_Directives_:
1 > Set down a section of the blog post word for word, beginning at the words "Wednesday, November 20, 2013" and stopping after "rather dreary day.".
2 > What humidity level does the blog post report for Wednesday morning?
3 > Write the next part of the blog post, picking up after its final sentence.

++++ Selected extract ++++

Search This Blog

Total Pageviews

Wednesday, November 20, 2013

KEEP THE FAITH!


FLAG OF OF OUR FATHERS
Wednesday, 8:30 AM.  43 degrees F, wind SW, moderate with stronger gusts.  A high overcast enshroudes the sky.  The humidity is down to 53% and the barometer is trending down, currently 29.98".  It is another dull, sunless morning, and although warm enough it is overall a rather dreary day.
   I am certain I am not alone in my frustration with the spiteful shallowness of much of what goes on in politics today, and the news media's reporting of it is petulant and shallow as well.   Humor, admittedly often equally  shallow and misguided, is the only way I can deal with much of the reality of today.  When that isn't appropriate or enough, I might turn to satire or even what I perceive as justifiable anger.  Much of the time I feel like I have reverted to the 1960's, a time of social and economic chaos that we were all glad to consign to the history books.  Perhaps such times are unavoidable, even necessary, in the uneven advancement of human progress.

++++ Extracted information ++++

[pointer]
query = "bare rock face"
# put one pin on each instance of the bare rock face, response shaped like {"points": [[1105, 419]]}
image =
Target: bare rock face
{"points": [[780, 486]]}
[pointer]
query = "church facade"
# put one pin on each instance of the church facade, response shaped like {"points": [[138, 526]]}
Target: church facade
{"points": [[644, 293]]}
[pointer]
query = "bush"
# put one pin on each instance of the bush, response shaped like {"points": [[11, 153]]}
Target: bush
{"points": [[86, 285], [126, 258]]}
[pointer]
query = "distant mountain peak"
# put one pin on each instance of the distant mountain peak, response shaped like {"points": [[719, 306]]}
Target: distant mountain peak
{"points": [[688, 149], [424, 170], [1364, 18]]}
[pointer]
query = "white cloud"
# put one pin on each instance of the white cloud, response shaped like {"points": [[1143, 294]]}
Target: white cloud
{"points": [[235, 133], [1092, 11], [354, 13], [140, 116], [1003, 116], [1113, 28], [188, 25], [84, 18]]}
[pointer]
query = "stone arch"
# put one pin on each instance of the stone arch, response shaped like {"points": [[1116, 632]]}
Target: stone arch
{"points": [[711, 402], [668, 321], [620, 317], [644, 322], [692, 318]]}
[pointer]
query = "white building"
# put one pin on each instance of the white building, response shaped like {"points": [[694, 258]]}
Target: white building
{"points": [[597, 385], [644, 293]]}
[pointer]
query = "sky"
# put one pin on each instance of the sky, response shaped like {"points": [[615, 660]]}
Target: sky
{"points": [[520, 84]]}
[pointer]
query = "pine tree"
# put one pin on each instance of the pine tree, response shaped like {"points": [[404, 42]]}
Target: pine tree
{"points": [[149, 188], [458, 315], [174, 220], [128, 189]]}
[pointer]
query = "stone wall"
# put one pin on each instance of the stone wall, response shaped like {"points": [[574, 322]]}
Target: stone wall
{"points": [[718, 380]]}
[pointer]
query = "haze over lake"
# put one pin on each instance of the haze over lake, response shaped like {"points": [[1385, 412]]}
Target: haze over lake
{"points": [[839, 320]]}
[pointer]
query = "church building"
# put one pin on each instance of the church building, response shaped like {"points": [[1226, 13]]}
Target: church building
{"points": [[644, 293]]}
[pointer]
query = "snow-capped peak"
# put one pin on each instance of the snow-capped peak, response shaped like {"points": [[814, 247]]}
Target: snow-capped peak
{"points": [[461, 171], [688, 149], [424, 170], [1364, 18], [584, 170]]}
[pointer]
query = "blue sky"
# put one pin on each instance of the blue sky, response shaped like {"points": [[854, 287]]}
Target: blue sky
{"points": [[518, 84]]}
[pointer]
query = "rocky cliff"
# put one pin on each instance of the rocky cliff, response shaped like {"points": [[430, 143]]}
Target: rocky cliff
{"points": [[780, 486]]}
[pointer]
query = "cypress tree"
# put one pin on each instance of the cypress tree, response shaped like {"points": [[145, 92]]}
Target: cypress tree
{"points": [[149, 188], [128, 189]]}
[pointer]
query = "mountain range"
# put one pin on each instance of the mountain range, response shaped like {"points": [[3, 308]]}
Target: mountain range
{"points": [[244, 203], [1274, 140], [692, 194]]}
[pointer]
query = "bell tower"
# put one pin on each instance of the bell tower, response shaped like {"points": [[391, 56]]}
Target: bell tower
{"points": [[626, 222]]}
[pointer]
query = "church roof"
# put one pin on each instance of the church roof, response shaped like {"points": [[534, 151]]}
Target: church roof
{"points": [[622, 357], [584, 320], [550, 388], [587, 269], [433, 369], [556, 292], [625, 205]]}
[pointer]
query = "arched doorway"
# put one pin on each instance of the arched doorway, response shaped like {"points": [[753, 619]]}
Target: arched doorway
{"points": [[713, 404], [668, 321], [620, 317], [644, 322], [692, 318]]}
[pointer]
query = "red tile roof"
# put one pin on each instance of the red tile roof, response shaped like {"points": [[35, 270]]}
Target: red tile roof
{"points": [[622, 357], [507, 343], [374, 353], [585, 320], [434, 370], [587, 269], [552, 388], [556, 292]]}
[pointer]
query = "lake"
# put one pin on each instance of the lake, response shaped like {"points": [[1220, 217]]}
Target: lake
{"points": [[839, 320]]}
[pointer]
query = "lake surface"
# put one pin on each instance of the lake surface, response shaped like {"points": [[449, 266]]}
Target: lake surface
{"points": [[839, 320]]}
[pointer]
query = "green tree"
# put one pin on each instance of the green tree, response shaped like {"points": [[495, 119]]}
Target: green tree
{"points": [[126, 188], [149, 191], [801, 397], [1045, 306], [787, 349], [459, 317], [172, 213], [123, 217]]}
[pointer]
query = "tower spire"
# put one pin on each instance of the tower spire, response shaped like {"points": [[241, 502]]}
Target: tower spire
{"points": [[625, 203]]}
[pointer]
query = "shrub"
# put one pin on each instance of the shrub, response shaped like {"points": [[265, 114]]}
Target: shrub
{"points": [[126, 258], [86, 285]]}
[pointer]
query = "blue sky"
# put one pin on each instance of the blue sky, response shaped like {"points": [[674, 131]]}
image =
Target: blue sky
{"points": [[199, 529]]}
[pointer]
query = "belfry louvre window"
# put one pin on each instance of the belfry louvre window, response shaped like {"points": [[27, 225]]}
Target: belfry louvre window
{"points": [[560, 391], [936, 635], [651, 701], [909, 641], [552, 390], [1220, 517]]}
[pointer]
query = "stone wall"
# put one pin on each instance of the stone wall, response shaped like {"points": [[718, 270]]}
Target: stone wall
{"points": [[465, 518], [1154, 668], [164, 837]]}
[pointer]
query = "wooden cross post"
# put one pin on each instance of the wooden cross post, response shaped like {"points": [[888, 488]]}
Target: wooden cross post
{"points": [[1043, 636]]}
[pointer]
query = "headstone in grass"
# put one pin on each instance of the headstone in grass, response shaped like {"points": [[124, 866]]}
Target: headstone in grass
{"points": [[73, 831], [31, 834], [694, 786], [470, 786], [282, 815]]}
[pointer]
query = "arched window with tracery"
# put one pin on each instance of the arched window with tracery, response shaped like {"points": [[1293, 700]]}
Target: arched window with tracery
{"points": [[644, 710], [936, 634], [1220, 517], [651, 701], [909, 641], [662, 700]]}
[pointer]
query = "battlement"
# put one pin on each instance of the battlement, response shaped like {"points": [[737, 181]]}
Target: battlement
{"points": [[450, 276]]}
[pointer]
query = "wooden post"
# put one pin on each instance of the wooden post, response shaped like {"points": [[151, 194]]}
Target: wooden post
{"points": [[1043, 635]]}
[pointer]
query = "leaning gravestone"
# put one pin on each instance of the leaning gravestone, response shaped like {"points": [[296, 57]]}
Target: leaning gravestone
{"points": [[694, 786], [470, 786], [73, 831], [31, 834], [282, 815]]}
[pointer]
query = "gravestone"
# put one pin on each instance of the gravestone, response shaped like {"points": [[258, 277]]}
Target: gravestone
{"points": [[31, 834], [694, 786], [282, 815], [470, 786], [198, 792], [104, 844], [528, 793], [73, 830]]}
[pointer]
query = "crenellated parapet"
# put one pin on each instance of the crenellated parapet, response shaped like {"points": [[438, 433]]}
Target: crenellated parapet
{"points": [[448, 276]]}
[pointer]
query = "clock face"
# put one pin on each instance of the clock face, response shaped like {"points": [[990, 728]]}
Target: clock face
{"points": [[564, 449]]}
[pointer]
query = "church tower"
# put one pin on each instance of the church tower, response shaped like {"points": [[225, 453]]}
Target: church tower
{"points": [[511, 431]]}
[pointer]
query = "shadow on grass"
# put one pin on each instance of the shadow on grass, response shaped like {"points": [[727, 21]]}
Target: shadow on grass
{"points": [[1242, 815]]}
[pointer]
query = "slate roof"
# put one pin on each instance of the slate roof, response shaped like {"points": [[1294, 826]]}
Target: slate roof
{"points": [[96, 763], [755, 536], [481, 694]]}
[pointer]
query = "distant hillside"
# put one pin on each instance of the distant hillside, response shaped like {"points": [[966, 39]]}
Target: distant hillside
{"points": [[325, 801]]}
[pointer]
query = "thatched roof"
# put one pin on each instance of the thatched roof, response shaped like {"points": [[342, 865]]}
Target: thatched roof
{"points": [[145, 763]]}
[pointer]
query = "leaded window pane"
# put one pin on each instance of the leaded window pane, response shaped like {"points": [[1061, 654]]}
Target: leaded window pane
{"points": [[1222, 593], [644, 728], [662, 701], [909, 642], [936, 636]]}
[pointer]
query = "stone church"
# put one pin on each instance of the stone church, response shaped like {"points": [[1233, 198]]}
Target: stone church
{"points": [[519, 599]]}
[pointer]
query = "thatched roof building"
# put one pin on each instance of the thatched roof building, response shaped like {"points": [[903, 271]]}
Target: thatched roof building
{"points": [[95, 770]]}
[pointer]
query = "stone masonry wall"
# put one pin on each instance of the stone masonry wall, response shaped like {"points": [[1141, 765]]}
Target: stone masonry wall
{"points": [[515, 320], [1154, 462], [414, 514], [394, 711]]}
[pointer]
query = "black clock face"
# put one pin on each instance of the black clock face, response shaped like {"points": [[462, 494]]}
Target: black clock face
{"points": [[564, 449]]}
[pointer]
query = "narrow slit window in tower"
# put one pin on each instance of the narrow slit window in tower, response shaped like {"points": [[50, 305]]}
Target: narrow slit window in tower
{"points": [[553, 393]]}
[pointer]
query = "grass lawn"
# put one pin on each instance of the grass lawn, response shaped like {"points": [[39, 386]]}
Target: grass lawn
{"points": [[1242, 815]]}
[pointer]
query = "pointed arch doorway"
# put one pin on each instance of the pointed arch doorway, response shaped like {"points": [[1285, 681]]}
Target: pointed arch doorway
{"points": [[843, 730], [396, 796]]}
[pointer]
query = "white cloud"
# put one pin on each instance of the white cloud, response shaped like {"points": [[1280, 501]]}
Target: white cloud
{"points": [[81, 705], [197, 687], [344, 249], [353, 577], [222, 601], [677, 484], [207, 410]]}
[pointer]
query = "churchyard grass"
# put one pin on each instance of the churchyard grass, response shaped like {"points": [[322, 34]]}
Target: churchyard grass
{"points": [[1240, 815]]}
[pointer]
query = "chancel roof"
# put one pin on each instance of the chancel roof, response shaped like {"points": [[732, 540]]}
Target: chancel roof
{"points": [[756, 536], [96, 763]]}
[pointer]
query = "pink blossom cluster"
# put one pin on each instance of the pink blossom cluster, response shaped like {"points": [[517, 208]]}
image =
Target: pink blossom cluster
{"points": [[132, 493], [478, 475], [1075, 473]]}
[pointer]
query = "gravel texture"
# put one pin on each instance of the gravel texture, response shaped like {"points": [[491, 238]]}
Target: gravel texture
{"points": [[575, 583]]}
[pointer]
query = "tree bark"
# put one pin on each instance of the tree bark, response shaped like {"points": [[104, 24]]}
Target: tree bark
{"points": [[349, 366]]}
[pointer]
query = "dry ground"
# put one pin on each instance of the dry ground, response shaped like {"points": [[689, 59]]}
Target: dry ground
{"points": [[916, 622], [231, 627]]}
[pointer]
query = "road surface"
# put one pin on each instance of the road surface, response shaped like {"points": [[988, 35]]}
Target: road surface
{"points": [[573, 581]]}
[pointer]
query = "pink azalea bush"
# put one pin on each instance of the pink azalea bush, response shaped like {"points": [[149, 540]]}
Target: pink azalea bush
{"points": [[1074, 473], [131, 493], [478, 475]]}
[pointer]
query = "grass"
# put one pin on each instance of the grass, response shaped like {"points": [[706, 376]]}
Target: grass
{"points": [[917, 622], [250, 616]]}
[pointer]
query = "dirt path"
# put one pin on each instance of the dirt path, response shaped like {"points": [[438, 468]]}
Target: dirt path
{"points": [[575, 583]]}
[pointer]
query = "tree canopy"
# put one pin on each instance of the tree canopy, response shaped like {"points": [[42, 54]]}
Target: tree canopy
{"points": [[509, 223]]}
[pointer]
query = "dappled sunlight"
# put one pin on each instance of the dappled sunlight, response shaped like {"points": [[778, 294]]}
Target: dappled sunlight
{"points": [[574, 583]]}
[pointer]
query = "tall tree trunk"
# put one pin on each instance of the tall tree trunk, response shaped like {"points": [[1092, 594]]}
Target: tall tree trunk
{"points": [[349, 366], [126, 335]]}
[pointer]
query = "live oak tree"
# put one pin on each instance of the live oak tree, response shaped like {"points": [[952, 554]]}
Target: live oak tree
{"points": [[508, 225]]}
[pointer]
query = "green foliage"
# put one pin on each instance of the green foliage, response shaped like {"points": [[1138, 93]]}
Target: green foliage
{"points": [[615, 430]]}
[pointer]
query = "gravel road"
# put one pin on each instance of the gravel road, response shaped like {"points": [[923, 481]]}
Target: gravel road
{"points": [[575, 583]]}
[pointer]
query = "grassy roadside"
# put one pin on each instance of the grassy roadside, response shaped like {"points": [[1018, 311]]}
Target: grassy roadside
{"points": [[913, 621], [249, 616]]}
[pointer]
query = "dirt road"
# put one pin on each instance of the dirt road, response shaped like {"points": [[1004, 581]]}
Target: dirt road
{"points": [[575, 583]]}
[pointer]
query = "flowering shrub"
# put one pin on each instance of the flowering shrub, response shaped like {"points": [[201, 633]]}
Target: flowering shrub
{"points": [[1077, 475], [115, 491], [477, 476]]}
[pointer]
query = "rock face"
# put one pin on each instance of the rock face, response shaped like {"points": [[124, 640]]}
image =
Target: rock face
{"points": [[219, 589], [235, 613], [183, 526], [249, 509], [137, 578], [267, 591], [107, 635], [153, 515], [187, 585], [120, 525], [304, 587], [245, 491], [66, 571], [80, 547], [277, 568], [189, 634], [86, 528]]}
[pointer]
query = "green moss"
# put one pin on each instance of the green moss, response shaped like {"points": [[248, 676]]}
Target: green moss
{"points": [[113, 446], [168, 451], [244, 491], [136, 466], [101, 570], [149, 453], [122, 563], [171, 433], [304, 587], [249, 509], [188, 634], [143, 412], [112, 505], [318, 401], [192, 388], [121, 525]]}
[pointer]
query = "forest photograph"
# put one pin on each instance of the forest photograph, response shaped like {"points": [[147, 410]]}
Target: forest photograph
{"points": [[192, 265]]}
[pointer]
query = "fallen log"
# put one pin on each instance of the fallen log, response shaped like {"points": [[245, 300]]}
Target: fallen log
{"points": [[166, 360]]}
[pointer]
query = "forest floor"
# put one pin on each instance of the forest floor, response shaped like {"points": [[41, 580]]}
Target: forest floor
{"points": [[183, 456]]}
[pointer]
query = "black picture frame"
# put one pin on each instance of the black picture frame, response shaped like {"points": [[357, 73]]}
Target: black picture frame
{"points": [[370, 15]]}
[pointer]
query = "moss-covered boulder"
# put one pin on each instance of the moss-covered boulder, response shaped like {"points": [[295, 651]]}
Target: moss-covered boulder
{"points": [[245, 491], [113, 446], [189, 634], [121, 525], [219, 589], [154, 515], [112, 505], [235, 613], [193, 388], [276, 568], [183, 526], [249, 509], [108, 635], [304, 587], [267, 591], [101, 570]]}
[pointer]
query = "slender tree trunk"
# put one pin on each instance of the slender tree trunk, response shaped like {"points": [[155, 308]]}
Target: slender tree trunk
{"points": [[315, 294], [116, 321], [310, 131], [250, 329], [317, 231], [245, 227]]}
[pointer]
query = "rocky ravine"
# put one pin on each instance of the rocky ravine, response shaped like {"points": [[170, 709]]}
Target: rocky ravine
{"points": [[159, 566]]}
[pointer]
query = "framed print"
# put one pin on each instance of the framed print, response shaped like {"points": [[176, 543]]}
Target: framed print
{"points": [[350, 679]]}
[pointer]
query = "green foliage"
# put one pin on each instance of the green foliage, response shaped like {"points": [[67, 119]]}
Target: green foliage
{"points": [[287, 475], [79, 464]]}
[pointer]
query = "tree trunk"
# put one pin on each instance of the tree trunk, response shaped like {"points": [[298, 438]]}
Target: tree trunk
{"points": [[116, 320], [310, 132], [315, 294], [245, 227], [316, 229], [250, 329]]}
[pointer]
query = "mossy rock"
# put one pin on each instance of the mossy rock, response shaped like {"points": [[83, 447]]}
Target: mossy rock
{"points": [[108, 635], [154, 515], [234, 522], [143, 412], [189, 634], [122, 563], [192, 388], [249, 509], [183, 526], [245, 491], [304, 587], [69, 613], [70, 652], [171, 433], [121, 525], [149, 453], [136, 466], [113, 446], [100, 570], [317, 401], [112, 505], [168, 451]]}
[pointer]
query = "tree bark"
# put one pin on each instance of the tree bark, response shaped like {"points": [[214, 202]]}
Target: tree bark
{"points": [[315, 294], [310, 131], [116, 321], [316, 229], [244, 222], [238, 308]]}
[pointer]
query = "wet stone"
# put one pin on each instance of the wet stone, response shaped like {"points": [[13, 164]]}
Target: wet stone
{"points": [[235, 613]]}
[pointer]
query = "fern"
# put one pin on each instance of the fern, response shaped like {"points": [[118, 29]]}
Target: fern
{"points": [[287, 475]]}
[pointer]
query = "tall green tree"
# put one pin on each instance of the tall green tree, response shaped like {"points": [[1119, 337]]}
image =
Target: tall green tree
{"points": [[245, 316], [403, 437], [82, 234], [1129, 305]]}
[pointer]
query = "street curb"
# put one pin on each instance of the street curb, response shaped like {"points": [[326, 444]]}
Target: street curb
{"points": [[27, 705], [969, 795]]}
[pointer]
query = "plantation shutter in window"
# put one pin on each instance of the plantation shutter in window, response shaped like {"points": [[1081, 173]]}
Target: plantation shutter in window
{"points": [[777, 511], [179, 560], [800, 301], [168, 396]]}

++++

_Outputs_:
1 >
Wednesday, November 20, 2013

KEEP THE FAITH!


FLAG OF OF OUR FATHERS
Wednesday, 8:30 AM.  43 degrees F, wind SW, moderate with stronger gusts.  A high overcast enshroudes the sky.  The humidity is down to 53% and the barometer is trending down, currently 29.98".  It is another dull, sunless morning, and although warm enough it is overall a rather dreary day.

2 > 53%

3 >
   Two historical events of this week, only days apart on the calendar but one hundred years apart in history, are Lincoln's Gettysburg Address (Nov. 19, 1863), and the assassination of John F. Kennedy (Nov. 22, 1963).  No matter how bad the current situation is, it pales in comparison with either of those awful historic times, and neither humor, nor satire nor anger is appropriate in their commemoration.  The nation survived the 1860's and the 1960's.  It will  survive its present travails.  Keep the faith! 
 LINCOLN'S GETTYSBURG ADDRESS
Four score and seven years ago our fathers brought forth on this continent, a new nation, conceived in Liberty, and dedicated to the proposition that all men are created equal.
Now we are engaged in a great civil war, testing whether that nation, or any nation so conceived and so dedicated, can long endure. We are met on a great battle-field of that war. We have come to dedicate a portion of that field, as a final resting place for those who here gave their lives that that nation might live. It is altogether fitting and proper that we should do this.
But, in a larger sense, we can not dedicate -- we can not consecrate -- we can not hallow -- this ground. The brave men, living and dead, who struggled here, have consecrated it, far above our poor power to add or detract.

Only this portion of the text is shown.